***** Document segment *****

Now the Supreme Court will reconsider the issue. Public health advocates are likely to weigh in and argue for the widest possible protection for their own advocacy. In doing so, they might want to keep in mind the threat that the First Amendment poses for public health in other contexts, especially in commercial speech cases. And they will certainly want to think about how they can convince courts to value public health when deciding First Amendment cases. Figuring out how to do that — how to develop a First Amendment jurisprudence that is respectful of public health – just may be the most pressing challenge facing public health lawyers today.
After the November election, President Obama’s executive order implementing parts of the so-called “Dream Act” was widely credited with shoring up his support within the Latino community. Less often noted was his Administration’s decision to exclude the “Dreamers” from the benefits afforded by the Affordable Care Act.
Last August, the Center for Medicare Services (CMS) issued an interim final regulation stating that individuals who benefitted from the President’s program, more formally known as “Deferred Action for Childhood Arrivals” or DACA, would not be considered “lawfully present” for purposes of eligibility to health benefits established by the Affordable Care Act, including the Pre-Existing Condition Insurance Plan and the subsidies and credits that will be available in 2014 to purchase insurance through the health insurance exchanges. Pre-Existing Condition Insurance Plan Program, 77 Fed. Reg. 52614-01 (Aug. 30, 2012) (to be codified 45 C.F.R. § 152.2), http://www.gpo.gov/fdsys/pkg/FR-2012-08-30/html/2012-21519.htm.

*****

#### Problems to solve
A. In the passage on public health law, what would individuals who benefited from DACA not be considered for purposes of eligibility to Affordable Care Act health benefits?
B. Reproduce the passage on public health law word for word, from "Now the Supreme" up to and including "health lawyers today.".

***** Extracted entries *****

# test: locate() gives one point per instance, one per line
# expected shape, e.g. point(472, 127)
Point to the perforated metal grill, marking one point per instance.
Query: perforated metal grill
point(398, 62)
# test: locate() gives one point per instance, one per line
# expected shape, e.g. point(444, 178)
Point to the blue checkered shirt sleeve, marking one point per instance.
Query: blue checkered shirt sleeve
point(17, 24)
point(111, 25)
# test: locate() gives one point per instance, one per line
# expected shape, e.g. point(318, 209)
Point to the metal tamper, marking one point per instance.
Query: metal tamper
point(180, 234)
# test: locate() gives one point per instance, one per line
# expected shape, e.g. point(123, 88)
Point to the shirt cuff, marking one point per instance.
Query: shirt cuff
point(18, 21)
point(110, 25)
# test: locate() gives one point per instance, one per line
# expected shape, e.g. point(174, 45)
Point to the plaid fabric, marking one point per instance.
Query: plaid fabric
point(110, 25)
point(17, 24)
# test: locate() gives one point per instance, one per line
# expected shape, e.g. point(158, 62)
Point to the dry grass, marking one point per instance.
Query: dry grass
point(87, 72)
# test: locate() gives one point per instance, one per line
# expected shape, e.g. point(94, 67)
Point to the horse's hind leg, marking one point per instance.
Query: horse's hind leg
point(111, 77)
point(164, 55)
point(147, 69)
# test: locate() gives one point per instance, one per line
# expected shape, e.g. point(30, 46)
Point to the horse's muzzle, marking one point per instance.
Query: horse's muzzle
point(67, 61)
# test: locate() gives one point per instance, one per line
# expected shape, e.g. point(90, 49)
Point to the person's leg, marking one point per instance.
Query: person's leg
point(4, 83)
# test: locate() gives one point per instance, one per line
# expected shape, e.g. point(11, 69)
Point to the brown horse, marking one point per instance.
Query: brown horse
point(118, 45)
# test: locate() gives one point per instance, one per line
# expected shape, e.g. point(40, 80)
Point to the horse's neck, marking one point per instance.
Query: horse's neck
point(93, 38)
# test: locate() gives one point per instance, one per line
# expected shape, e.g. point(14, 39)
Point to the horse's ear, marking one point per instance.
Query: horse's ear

*****

#### Answers by item number
A. They would not be considered "lawfully present."

B.
Now the Supreme Court will reconsider the issue. Public health advocates are likely to weigh in and argue for the widest possible protection for their own advocacy. In doing so, they might want to keep in mind the threat that the First Amendment poses for public health in other contexts, especially in commercial speech cases. And they will certainly want to think about how they can convince courts to value public health when deciding First Amendment cases. Figuring out how to do that — how to develop a First Amendment jurisprudence that is respectful of public health – just may be the most pressing challenge facing public health lawyers today.